Task to carry out: Locate the line with "In the photo above, where can the egret's body" in the material. Copy that line and each one after it, through the last, exactly and with nothing else.

Source data:
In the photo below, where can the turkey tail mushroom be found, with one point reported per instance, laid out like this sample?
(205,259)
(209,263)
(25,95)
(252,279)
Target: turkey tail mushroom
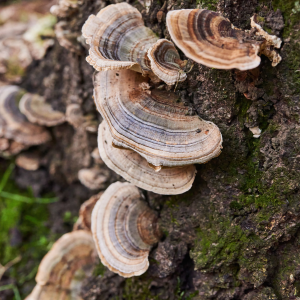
(152,122)
(119,40)
(38,111)
(135,169)
(14,124)
(58,277)
(210,39)
(124,229)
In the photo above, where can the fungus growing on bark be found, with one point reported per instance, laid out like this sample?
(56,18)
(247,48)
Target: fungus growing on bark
(65,7)
(94,178)
(14,124)
(256,131)
(155,125)
(270,42)
(61,272)
(85,213)
(210,39)
(119,40)
(166,63)
(124,229)
(29,161)
(38,111)
(135,169)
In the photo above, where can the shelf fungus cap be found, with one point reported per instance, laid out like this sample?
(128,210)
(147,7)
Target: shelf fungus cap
(118,39)
(38,111)
(209,39)
(153,122)
(85,213)
(135,169)
(61,272)
(94,178)
(16,125)
(124,229)
(166,63)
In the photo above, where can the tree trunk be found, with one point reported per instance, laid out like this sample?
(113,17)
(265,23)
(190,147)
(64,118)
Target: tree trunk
(235,234)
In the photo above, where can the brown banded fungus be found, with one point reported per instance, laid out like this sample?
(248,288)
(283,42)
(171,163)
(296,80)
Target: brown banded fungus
(14,124)
(124,229)
(38,111)
(119,40)
(210,39)
(135,169)
(153,124)
(166,63)
(94,178)
(61,272)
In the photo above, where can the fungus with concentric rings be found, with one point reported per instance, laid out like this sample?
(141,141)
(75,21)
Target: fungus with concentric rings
(119,40)
(135,169)
(124,229)
(210,39)
(153,123)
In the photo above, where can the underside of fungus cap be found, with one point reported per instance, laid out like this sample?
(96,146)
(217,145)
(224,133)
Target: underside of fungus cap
(94,178)
(16,125)
(124,229)
(166,63)
(38,111)
(153,123)
(209,39)
(61,272)
(118,39)
(72,252)
(135,169)
(85,213)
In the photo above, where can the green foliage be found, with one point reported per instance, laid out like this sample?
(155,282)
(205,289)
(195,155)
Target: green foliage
(24,233)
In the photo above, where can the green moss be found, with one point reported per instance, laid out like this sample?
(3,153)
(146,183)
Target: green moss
(23,233)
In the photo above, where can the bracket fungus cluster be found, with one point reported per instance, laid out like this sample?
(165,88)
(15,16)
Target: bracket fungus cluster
(13,124)
(124,229)
(119,40)
(135,169)
(152,122)
(35,108)
(62,271)
(209,39)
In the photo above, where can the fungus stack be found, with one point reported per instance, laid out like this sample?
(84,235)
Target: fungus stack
(152,123)
(14,125)
(119,40)
(124,229)
(62,271)
(135,169)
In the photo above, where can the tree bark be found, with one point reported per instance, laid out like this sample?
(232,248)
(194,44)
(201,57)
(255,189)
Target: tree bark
(235,234)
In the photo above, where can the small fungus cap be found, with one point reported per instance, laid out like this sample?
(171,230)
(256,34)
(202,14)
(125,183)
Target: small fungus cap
(135,169)
(124,229)
(209,39)
(85,213)
(38,111)
(94,178)
(153,122)
(61,272)
(16,125)
(166,63)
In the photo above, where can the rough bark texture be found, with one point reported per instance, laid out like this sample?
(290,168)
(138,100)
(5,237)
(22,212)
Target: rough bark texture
(235,235)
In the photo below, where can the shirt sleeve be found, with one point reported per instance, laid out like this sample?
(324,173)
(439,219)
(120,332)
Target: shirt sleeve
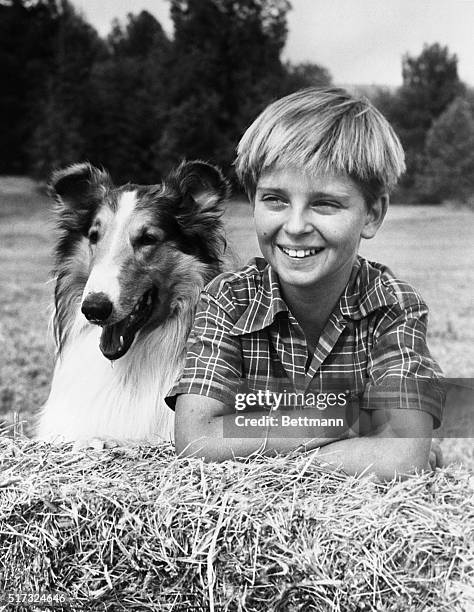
(402,373)
(213,363)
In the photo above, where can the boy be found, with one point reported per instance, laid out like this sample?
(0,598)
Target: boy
(313,315)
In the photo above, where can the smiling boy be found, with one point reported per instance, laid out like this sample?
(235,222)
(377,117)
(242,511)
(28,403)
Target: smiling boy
(313,315)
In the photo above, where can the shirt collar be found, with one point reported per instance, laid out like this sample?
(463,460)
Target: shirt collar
(264,307)
(364,293)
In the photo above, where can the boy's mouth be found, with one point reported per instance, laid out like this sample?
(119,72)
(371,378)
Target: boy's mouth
(300,253)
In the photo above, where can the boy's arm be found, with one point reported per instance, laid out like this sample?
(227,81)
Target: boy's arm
(199,432)
(398,444)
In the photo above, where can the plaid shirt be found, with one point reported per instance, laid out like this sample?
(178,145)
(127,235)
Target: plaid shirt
(373,345)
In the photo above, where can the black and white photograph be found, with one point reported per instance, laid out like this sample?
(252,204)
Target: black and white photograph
(236,305)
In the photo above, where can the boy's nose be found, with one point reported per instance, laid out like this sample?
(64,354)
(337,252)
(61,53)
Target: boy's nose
(297,223)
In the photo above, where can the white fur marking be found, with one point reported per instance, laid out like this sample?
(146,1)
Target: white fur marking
(104,276)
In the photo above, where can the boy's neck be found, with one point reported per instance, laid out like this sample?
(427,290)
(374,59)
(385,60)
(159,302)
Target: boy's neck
(312,306)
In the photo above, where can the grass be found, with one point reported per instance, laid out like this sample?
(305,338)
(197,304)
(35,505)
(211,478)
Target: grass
(137,529)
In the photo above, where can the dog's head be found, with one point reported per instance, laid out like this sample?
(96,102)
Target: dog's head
(139,252)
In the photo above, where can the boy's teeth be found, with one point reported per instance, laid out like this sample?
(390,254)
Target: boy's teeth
(299,253)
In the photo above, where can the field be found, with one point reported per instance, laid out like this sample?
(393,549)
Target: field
(429,246)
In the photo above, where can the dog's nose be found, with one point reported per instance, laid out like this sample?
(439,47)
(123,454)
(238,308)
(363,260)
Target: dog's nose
(97,307)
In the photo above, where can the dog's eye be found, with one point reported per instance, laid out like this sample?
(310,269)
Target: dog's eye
(145,239)
(93,236)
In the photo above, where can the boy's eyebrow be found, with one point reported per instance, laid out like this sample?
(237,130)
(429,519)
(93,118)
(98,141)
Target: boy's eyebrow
(313,194)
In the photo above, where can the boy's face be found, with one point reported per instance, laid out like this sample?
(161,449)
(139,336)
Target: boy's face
(309,226)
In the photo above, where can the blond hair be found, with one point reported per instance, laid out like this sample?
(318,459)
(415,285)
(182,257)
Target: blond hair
(323,131)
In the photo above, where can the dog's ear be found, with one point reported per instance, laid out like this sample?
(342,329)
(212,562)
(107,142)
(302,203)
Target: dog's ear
(78,190)
(202,189)
(202,183)
(79,187)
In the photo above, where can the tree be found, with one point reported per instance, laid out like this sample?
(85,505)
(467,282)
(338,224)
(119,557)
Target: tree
(225,68)
(449,154)
(59,134)
(25,52)
(430,84)
(306,74)
(129,102)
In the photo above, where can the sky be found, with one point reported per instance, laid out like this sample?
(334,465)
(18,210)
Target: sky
(361,42)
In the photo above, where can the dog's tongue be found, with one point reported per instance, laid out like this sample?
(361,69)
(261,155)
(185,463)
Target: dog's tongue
(115,341)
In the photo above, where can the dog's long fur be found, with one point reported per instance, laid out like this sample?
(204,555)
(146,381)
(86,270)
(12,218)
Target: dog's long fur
(163,242)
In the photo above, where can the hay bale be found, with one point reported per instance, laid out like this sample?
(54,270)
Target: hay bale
(137,529)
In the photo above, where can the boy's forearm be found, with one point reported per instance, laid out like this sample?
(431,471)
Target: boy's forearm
(383,456)
(217,447)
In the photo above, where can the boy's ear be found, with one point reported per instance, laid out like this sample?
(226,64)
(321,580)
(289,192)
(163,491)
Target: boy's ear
(79,187)
(375,216)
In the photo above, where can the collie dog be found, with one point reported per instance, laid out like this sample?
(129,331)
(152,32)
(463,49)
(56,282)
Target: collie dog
(130,264)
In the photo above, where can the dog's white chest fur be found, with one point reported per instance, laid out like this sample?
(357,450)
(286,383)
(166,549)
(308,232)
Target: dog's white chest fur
(92,397)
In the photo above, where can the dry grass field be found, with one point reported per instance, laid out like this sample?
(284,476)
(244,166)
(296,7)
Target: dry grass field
(429,246)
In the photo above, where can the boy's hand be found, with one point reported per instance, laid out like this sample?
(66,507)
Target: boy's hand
(436,454)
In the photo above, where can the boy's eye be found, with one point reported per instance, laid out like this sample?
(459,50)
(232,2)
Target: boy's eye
(273,200)
(326,205)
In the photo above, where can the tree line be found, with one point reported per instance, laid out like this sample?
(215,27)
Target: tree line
(138,100)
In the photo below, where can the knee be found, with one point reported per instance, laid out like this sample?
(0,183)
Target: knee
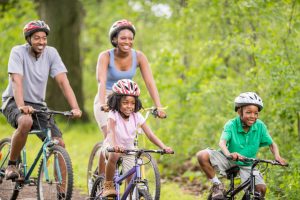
(202,157)
(261,188)
(24,124)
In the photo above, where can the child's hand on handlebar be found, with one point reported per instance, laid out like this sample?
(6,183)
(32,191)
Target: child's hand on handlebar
(168,150)
(76,113)
(26,109)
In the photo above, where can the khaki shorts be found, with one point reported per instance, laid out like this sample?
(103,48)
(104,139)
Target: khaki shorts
(221,164)
(101,116)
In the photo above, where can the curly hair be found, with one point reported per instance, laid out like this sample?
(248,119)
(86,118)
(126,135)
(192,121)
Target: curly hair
(114,102)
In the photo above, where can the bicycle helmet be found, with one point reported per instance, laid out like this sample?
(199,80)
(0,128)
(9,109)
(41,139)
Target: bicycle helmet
(117,27)
(126,87)
(35,26)
(248,98)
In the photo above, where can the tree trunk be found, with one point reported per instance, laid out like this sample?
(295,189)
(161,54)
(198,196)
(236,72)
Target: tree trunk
(64,19)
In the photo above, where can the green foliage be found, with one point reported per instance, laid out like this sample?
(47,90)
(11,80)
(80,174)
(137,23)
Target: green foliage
(202,55)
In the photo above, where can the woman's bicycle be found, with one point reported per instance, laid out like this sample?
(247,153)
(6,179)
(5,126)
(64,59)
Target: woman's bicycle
(55,174)
(137,188)
(249,185)
(149,170)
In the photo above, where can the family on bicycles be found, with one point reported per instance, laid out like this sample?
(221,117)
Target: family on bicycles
(117,106)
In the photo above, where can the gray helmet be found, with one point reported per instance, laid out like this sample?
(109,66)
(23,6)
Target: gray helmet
(248,98)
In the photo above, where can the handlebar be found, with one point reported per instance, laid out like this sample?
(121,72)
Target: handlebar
(153,111)
(53,112)
(127,151)
(257,160)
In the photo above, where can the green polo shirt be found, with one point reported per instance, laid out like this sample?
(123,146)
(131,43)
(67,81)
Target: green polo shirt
(246,144)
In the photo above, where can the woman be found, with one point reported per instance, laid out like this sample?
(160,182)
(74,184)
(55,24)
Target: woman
(118,63)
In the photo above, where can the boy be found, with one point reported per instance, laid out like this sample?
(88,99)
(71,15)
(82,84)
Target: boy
(241,137)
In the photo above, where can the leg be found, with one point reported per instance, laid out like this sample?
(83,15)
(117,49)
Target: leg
(109,188)
(101,163)
(18,141)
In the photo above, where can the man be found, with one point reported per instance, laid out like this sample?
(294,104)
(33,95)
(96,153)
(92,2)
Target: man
(29,67)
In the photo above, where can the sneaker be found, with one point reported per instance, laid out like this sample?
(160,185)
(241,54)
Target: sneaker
(217,191)
(11,172)
(109,189)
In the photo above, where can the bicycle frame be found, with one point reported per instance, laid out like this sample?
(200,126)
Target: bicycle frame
(118,179)
(42,152)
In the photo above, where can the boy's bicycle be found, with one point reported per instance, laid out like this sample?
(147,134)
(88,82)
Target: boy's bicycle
(149,170)
(55,174)
(137,187)
(249,185)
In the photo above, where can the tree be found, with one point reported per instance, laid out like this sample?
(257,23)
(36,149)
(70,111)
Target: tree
(64,18)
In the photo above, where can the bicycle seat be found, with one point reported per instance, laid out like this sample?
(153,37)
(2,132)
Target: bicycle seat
(232,171)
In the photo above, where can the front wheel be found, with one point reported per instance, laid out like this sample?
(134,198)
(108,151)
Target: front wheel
(150,175)
(55,176)
(8,189)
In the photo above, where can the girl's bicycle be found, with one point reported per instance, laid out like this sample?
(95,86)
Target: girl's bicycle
(149,170)
(138,186)
(249,185)
(55,174)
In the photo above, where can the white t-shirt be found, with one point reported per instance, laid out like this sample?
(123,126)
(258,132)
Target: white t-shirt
(125,130)
(35,72)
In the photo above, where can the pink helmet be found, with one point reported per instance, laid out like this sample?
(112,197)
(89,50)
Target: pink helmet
(35,26)
(118,26)
(126,87)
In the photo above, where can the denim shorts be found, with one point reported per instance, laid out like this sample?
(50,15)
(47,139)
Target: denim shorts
(12,114)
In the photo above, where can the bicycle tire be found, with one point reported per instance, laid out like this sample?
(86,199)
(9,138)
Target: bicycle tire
(151,176)
(8,189)
(92,170)
(48,189)
(97,187)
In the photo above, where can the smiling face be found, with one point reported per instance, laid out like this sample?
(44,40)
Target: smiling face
(127,106)
(248,114)
(124,40)
(38,42)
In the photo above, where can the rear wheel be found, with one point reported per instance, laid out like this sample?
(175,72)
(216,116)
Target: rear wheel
(55,176)
(151,176)
(8,189)
(92,171)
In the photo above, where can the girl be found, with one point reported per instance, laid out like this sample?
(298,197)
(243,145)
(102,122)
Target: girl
(123,120)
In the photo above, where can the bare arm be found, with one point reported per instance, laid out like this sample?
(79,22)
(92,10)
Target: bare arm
(102,65)
(275,151)
(68,92)
(17,85)
(149,81)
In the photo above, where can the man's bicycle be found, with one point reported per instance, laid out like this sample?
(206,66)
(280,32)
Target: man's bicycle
(249,185)
(138,186)
(55,174)
(149,170)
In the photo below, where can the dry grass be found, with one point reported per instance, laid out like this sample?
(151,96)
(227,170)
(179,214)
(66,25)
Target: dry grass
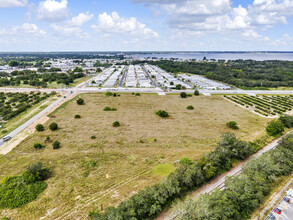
(125,155)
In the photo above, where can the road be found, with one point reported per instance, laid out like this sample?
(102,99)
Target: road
(123,77)
(33,119)
(84,89)
(220,181)
(154,83)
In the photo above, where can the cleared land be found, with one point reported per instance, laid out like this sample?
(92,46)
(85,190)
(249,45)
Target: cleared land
(89,172)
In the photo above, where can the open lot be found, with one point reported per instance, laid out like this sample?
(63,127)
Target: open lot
(89,172)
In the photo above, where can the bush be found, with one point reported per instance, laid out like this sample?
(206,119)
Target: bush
(233,125)
(108,94)
(38,146)
(40,127)
(162,114)
(186,161)
(106,109)
(80,101)
(116,124)
(56,145)
(275,128)
(53,126)
(183,95)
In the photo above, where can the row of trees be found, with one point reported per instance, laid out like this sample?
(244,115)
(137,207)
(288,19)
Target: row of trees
(244,193)
(241,73)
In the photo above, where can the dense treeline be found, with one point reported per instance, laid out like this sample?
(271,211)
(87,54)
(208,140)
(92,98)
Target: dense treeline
(244,193)
(32,78)
(17,191)
(148,203)
(240,73)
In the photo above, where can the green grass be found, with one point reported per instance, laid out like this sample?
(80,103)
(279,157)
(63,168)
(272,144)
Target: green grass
(163,169)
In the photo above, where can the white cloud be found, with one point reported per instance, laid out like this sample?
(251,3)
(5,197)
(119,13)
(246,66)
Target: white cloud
(73,26)
(25,29)
(12,3)
(114,24)
(51,10)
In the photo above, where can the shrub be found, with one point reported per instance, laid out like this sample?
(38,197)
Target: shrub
(275,128)
(80,101)
(183,95)
(108,94)
(38,146)
(53,126)
(116,124)
(233,125)
(40,127)
(162,114)
(107,109)
(186,161)
(56,145)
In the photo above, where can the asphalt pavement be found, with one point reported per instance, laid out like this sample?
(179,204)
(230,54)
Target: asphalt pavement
(33,119)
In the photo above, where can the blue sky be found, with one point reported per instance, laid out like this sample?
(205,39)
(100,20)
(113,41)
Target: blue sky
(145,25)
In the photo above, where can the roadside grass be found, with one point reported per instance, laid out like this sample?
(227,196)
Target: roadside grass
(276,188)
(25,116)
(125,156)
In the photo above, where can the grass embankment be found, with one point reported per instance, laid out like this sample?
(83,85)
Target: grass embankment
(25,116)
(125,156)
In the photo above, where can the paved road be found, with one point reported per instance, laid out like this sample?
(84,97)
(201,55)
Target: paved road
(33,119)
(220,181)
(151,90)
(123,77)
(154,83)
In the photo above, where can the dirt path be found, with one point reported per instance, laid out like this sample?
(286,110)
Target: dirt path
(220,180)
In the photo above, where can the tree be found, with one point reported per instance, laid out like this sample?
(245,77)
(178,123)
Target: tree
(53,126)
(40,127)
(80,101)
(233,125)
(183,95)
(38,146)
(56,145)
(116,124)
(275,128)
(185,161)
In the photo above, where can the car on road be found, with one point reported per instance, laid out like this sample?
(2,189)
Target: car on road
(286,199)
(7,138)
(277,210)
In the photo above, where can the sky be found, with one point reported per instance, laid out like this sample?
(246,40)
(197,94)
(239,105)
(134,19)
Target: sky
(146,25)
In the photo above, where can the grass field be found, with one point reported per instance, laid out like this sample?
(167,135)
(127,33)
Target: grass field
(120,161)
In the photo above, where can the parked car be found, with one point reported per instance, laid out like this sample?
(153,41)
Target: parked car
(286,199)
(271,216)
(7,138)
(277,210)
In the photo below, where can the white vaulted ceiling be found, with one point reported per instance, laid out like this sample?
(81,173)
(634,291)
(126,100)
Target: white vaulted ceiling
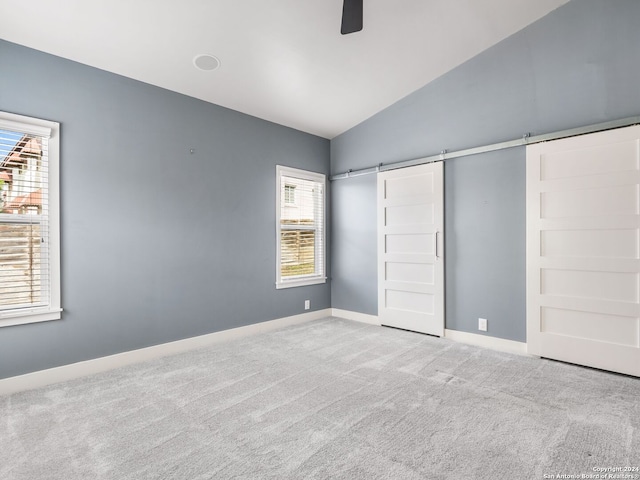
(281,60)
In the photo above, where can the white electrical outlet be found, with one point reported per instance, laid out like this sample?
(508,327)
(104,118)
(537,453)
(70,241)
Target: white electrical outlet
(482,324)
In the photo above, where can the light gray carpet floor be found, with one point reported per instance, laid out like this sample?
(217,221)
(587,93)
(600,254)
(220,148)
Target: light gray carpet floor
(327,399)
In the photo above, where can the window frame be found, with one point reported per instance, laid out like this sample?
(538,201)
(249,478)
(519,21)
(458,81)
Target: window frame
(320,274)
(50,130)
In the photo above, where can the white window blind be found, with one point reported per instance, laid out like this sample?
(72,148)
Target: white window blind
(26,277)
(300,228)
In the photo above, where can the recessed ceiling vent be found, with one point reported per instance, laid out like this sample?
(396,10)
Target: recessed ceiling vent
(206,62)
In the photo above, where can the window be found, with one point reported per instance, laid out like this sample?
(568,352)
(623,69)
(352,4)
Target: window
(290,194)
(29,220)
(300,228)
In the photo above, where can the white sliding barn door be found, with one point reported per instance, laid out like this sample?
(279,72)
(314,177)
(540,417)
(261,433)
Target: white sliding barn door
(411,249)
(583,250)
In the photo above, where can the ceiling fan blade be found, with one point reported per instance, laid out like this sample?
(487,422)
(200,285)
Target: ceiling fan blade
(351,16)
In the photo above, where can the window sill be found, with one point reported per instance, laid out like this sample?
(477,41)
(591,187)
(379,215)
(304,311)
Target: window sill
(32,315)
(302,282)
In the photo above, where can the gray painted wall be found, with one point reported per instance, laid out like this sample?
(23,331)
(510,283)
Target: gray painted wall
(157,244)
(577,66)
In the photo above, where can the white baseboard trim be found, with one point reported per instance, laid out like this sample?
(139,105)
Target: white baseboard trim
(355,316)
(494,343)
(72,371)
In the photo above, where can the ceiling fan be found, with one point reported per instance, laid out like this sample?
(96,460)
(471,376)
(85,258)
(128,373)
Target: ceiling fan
(351,16)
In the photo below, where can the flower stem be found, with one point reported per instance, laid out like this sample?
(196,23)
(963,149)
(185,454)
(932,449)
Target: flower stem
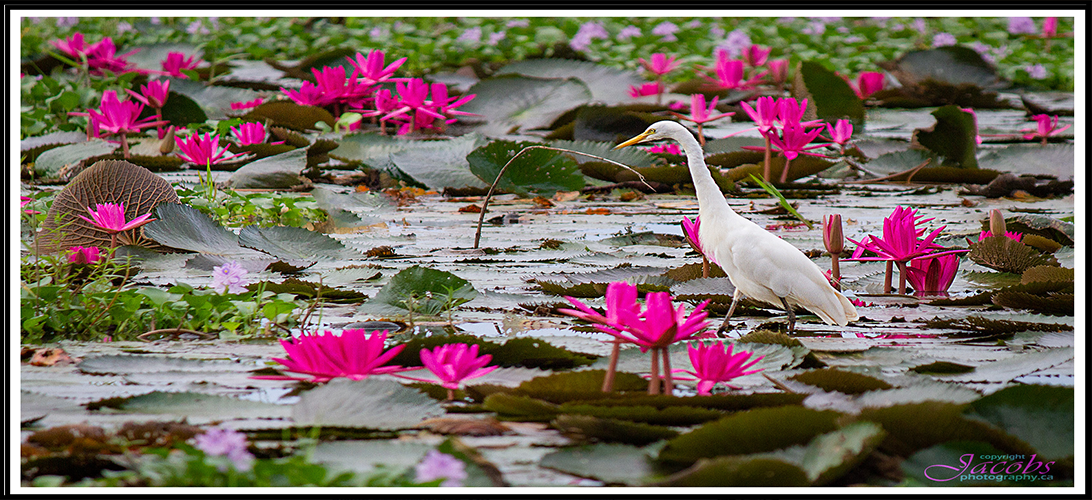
(766,165)
(668,383)
(608,379)
(654,373)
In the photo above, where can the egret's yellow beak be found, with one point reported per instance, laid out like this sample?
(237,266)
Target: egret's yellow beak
(636,140)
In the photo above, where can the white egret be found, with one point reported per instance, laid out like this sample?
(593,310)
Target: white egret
(760,265)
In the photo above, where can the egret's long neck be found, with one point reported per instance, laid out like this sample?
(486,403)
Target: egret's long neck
(709,193)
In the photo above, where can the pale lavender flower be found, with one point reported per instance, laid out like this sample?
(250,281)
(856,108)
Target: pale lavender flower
(229,276)
(816,27)
(944,39)
(666,30)
(226,442)
(1036,71)
(735,44)
(437,465)
(586,33)
(197,27)
(473,35)
(1022,25)
(628,33)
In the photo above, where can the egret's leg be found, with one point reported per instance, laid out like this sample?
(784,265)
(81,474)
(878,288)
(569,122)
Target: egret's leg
(792,316)
(735,299)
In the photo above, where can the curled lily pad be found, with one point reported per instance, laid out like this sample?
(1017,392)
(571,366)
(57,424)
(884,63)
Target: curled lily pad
(1006,254)
(107,181)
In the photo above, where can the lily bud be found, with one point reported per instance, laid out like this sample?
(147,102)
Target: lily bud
(832,234)
(996,222)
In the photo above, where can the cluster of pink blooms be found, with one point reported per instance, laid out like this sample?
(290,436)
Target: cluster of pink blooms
(356,355)
(928,266)
(414,106)
(654,328)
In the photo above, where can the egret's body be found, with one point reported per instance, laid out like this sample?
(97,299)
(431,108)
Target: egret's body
(760,265)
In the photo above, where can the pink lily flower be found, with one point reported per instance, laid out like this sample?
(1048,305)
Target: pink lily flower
(370,69)
(23,201)
(660,63)
(1049,27)
(1046,127)
(713,364)
(248,104)
(177,61)
(933,274)
(154,94)
(251,132)
(648,88)
(756,55)
(320,358)
(1011,235)
(110,217)
(779,70)
(84,254)
(868,83)
(202,150)
(455,362)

Full solution:
In the photo above, where can the egret's body be found, with one point reported per instance, laid out like this sample?
(97,299)
(431,108)
Target: egret's body
(760,265)
In the photo above, where can the pink lily flower be found, with one point reported per instance, laid out like this sample?
(1048,305)
Target: pink lily flower
(370,69)
(23,201)
(660,63)
(1049,27)
(1046,127)
(713,364)
(248,104)
(177,61)
(933,274)
(154,94)
(251,132)
(648,88)
(756,55)
(320,358)
(1011,235)
(110,217)
(779,70)
(84,254)
(868,83)
(202,150)
(455,362)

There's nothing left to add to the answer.